- DATA LISTING -

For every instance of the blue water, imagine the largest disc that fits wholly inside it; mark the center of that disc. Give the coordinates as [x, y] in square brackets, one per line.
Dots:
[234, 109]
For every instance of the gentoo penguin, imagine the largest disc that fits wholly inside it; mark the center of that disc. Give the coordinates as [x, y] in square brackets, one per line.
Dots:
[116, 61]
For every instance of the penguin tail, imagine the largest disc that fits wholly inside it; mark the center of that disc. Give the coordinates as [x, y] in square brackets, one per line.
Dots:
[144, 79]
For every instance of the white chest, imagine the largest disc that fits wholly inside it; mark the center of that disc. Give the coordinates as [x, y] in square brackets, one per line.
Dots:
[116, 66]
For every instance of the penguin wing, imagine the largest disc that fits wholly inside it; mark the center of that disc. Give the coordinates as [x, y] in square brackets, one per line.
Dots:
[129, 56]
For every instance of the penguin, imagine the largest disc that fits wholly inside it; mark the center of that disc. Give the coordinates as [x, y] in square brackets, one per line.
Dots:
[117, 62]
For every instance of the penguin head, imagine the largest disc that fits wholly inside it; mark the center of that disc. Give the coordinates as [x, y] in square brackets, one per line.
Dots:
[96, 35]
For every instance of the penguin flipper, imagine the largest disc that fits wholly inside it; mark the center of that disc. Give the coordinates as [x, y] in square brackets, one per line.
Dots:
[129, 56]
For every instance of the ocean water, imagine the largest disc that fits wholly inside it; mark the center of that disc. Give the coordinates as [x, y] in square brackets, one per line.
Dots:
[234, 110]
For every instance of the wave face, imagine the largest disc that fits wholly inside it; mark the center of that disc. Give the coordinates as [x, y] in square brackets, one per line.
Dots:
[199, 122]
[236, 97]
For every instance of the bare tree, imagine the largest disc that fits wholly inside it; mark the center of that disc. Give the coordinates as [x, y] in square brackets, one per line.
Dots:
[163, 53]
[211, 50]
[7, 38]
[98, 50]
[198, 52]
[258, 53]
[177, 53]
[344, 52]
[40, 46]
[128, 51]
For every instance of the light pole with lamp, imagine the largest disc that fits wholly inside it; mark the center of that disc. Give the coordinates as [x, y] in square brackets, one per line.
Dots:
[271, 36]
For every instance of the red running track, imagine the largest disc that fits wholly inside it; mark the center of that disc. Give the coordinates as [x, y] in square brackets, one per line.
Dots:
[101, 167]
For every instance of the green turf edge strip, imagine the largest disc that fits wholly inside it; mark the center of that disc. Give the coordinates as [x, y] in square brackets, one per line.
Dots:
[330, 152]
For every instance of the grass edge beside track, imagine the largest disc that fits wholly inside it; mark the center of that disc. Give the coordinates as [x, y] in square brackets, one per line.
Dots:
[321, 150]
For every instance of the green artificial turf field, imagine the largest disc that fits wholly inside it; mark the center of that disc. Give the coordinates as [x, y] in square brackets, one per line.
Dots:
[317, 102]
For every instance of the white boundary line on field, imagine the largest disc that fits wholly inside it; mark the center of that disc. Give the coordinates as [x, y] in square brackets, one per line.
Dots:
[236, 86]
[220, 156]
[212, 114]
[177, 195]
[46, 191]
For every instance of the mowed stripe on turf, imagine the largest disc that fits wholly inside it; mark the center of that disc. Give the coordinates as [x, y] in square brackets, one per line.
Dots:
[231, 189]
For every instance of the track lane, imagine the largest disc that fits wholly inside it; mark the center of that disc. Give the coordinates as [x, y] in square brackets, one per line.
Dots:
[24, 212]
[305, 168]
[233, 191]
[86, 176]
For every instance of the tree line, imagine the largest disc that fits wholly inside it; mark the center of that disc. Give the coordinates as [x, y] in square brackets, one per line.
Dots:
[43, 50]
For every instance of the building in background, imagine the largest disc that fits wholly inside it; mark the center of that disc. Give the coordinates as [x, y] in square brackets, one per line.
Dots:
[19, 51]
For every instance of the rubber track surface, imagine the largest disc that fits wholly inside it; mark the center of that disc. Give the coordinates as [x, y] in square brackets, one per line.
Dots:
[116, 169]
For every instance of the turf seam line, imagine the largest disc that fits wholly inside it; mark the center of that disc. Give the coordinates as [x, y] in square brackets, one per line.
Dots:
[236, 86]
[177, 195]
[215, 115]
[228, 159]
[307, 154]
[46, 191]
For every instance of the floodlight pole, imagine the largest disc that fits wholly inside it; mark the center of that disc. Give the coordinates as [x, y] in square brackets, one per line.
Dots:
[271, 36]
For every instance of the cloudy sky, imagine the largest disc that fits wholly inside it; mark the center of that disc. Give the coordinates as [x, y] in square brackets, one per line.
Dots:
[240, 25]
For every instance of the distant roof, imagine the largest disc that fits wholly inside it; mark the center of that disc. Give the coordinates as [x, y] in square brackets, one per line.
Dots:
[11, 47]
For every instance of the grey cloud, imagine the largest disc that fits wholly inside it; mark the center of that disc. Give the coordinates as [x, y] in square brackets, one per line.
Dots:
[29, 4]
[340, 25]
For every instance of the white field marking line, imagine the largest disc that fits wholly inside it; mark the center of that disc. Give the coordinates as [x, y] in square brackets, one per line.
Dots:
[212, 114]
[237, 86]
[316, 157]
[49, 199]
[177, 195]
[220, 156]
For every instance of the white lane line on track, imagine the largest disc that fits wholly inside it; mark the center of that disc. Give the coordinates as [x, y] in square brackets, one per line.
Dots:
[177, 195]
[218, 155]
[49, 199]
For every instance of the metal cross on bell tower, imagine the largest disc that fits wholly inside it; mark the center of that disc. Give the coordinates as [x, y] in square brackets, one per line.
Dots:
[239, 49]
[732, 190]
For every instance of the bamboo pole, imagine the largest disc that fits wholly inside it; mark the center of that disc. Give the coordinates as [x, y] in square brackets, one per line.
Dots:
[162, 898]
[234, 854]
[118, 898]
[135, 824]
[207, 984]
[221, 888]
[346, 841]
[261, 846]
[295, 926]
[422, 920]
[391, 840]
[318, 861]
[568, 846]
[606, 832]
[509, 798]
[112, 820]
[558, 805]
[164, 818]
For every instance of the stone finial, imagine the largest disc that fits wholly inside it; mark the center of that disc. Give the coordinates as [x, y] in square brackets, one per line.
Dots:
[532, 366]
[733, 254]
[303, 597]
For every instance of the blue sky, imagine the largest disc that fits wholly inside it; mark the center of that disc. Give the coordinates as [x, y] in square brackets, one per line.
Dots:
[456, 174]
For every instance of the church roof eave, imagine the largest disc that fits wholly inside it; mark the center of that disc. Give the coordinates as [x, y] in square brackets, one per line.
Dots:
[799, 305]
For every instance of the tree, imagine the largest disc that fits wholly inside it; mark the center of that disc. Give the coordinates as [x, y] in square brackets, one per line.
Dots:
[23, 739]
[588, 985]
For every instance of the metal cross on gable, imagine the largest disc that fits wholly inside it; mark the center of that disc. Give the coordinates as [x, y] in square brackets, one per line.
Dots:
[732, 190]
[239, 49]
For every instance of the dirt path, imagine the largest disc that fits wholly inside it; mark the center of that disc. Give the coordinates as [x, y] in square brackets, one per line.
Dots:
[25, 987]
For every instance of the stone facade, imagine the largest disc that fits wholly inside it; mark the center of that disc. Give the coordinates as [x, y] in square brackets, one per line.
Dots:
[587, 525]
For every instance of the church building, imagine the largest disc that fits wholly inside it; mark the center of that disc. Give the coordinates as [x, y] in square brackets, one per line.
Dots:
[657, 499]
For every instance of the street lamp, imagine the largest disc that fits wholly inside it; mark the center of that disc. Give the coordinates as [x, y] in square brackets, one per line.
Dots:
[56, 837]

- YOUR GOAL -
Rewrite all of the items above with "Dots" renamed to "Points" wherever it occurs. Leave every other word and mark as it is.

- ANSWER TO THE TASK -
For every instance of the blue water, imagine the largest disc that fits wholly inside it; mark the center of that disc. Give the coordinates as [x, y] in square brackets, one per line.
Points:
[234, 109]
For every instance of the gentoo penguin, imagine the largest disc that fits wholly inside it; mark the center of that disc. Give the coordinates as [x, y] in square brackets, one per line.
Points:
[116, 61]
For every instance of the penguin tail, imagine the largest disc that fits wholly inside it; mark the center of that disc. Give the coordinates as [x, y] in square brackets, one per line.
Points:
[144, 79]
For every instance of the white chest, imagine the largest disc that fits wholly inside it; mark the center of that disc. Give the coordinates as [x, y] in square brackets, one per line.
Points:
[116, 66]
For every instance of the penguin wing, imagine the largest disc that fits wholly inside it; mark the center of that disc. Give the coordinates as [x, y] in square brackets, one per line.
Points:
[129, 56]
For every instance of the penguin, imagine the largest disc that fits wholly inside it; mark the center of that disc. Give the coordinates as [x, y] in square brackets, one per line.
Points:
[117, 62]
For every instance of the penguin head, imagine the largest disc that fits wholly inside it; mark the center of that disc. Give the coordinates as [x, y] in square brackets, one per line.
Points:
[96, 35]
For every instance of the penguin flipper, imagine the largest disc that fits wholly inside it; mark the center of that disc. Give the coordinates as [x, y] in square brackets, one per line.
Points:
[129, 56]
For every instance of the ocean water, imagine the largest disc that fits wholly inside it; mark the center of that disc. Give the coordinates as [x, y] in square brackets, one per line.
Points:
[234, 110]
For every instance of the wave face, imagine the largest disc that fits wholly inside it; mark the center of that disc. Give the coordinates as [x, y] in square brackets, one per line.
Points:
[199, 122]
[236, 97]
For every instance of the bare tree, imagine the largest disc that fits wholly inside it; mark the center of that disc. Give the coordinates as [x, y] in square brackets, one per line.
Points:
[163, 53]
[211, 50]
[7, 38]
[98, 50]
[198, 52]
[258, 53]
[177, 53]
[344, 52]
[40, 46]
[128, 51]
For every instance of the light pole with lamp, imagine the largest disc that fits wholly inside it; mark the center of that disc. Give the coordinates as [x, y] in square brackets, one per line.
Points:
[271, 36]
For every instance of the red running track, imagine the largest disc that fits wholly inside it; mark the center of that disc. Give the coordinates as [x, y] in square brackets, one per line.
Points:
[101, 167]
For every instance of the green turf edge strip, imagine the largest disc that fits wholly inside it; mark the center of that disc. Give the coordinates as [x, y] in square brackets, one per line.
Points:
[330, 152]
For every instance of the grass edge beside track, imagine the largest disc that fits wholly inside it; mark the center of that disc. Give the coordinates as [x, y] in square brackets, one per line.
Points:
[321, 150]
For every instance of the green artificial turf field, imagine the largest disc that fits wholly inside it; mark the center of that disc. Give the coordinates as [x, y] in square brackets, one per line.
Points:
[317, 102]
For every instance of the white boundary line on field, imagine the largest disc that fits wholly inside it; mark the center of that disc. Give the coordinates as [x, y] in square brackets, one per line.
Points:
[236, 86]
[220, 156]
[212, 114]
[177, 195]
[46, 191]
For every instance of the mowed stripe on turf, imagine the largest disc that fits wholly inside it; mark the center of that disc. Give the coordinates as [x, y] in square brackets, one per line.
Points:
[231, 189]
For every instance of the track lane, imagine the largest disc that fits wholly inside it; mark the center of that disc. Give the coordinates as [x, y] in square brackets, one per line.
Points:
[24, 212]
[305, 168]
[233, 191]
[86, 176]
For every instance of the tree line, imagine the largest disc that fits wholly inside it; mark the center of that disc. Give the coordinates as [x, y] in square brackets, one per line.
Points:
[43, 50]
For every instance of the building in background, imagine the largest disc that fits wholly inside it; mark the center of that disc. Give the coordinates as [x, y] in square brackets, one per line.
Points:
[19, 51]
For every instance of the rubber track surface, imagine the largest disc that fits wholly inside it; mark the center of that disc. Give the coordinates as [x, y] in square brackets, one per line.
Points:
[116, 169]
For every instance of the turf seam line, imagine the largest disc that fits wholly inside it; mark the center of that disc. Give the coordinates as [x, y] in square brackets, one per line.
Points:
[236, 86]
[177, 195]
[215, 115]
[228, 159]
[307, 154]
[46, 191]
For every instance of the floodlight pole, imagine the largest disc that fits wholly inside it; mark the center of that disc. Give the coordinates as [x, y] in square brackets, one per line.
Points:
[271, 36]
For every instance of the cloudy sky, imagine the largest disc that fits wholly inside it; mark the center of that disc. Give the coordinates as [x, y] in square brackets, one per line.
Points:
[240, 25]
For every instance of the distant roof, imagine the largest disc that fits wholly inside it; mark the center of that disc. Give the coordinates as [x, y] in square brackets, one per line.
Points:
[11, 47]
For every instance of the grey cloud, imagine the largest disc that fits wholly inside it; mark the center of that disc. Give the coordinates as [x, y] in square brackets, one per line.
Points:
[29, 4]
[340, 25]
For every instance of the white field marking line, imagine the largest disc that fits wholly inside it; mark the center of that disc. Give the coordinates as [x, y] in square brackets, one per line.
Points:
[212, 114]
[237, 86]
[316, 157]
[49, 199]
[177, 195]
[220, 156]
For every instance of the white lane line on track, imagine the largest disc that fits wholly inside it; mark the center of that disc. Give the coordinates as [x, y] in square brackets, one per line.
Points:
[177, 195]
[218, 155]
[49, 199]
For every instance of the metal cross on bell tower, imagine the largest disc that fits wholly inside it; mark the center of that disc. Give the coordinates as [x, y] in square brackets, one per line.
Points:
[239, 49]
[732, 190]
For every instance of the bamboo pole, imagine the largest disc that fits wholly inside it; mark the center of that disc. Give the coordinates as [x, y] in square brackets, one per line.
Points:
[162, 898]
[234, 854]
[118, 898]
[135, 824]
[207, 984]
[221, 888]
[346, 841]
[261, 846]
[295, 926]
[422, 920]
[391, 840]
[318, 861]
[568, 846]
[606, 832]
[509, 798]
[112, 820]
[558, 805]
[164, 818]
For every instance of the stone finial, imagine the largest disc that fits wholly inside it; mark the center of that disc. Give the coordinates as [x, y] in square brackets, one per line.
Points:
[532, 366]
[733, 254]
[303, 597]
For every instance of the blue sky, imagine the largest disc that fits wholly inside it; mark the center of that disc. Give the coordinates as [x, y] in square brackets, one per line.
Points:
[456, 174]
For every instance of the church roof eave, imagine the largest disc that fits wholly inside it; mark the center of that disc. Give the coordinates as [x, y] in square brackets, one per line.
Points:
[799, 305]
For every instance of the tree, imagine the largest disc that fits wholly inside it; mark the center of that disc. Give the coordinates as [x, y] in square brackets, one per line.
Points:
[23, 739]
[588, 985]
For every instance of the metal cross on gable, imagine the largest disc that fits wholly inside it; mark the center of that disc. Give the coordinates as [x, y] in square brackets, one per line.
Points:
[732, 190]
[239, 49]
For every instance of the dirt path, imagine the largest disc that fits wholly inside it; mark the center of that disc. Give the coordinates as [x, y] in square brackets, one per line.
Points:
[25, 987]
For every instance of the stone facade, imagine the largest disc that fits wholly inside it; mark the center of that disc. Give the coordinates as [x, y] in square brackets, one per line.
Points:
[587, 525]
For every instance of the church building, imagine the largest disc that fits wholly inside it; mark the center of that disc. Give the coordinates as [x, y] in square brackets, one per line.
Points:
[657, 499]
For every instance of the street lamp, imagine the largest disc that fits wholly inside it; mark the center of that disc. Give the coordinates as [x, y] in square brackets, one per line.
Points:
[56, 837]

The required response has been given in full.